» Directions for this task:
Please return every line in the following data that includes the string "roof".

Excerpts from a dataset
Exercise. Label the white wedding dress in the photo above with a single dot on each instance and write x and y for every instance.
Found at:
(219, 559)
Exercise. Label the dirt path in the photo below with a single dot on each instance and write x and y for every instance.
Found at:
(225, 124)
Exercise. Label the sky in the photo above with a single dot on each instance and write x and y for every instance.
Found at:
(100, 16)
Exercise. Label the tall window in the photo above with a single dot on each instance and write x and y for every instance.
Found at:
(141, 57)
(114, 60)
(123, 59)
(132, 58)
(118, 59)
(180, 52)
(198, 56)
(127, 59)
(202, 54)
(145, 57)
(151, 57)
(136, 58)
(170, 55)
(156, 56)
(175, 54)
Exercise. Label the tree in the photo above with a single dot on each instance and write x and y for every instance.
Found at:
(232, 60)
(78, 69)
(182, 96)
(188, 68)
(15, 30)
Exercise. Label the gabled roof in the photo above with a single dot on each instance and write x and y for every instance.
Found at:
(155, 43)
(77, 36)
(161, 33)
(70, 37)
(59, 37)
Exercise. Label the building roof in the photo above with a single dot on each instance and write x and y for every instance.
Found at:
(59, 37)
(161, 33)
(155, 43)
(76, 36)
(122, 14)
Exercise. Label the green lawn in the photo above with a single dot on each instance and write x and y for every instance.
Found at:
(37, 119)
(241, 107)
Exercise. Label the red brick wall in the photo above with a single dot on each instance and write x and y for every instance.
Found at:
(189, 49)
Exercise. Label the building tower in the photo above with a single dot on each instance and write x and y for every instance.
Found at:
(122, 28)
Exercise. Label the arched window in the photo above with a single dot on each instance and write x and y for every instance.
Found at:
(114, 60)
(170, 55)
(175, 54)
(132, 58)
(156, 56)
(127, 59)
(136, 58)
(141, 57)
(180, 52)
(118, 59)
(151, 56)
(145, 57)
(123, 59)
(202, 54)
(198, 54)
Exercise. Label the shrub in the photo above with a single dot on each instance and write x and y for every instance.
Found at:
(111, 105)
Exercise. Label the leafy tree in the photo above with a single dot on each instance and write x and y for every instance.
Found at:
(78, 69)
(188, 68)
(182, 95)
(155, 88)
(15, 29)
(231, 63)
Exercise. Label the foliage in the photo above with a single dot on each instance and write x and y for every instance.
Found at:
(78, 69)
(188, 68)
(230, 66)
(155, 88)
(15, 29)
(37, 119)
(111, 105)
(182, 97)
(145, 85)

» Worked solution:
Exercise. Label the gabled roof in the photo above with a single dot on each instance and write x and y for every instance.
Exercise. Label the building roof in the photo above with a single dot on each instance and write x and y for every instance.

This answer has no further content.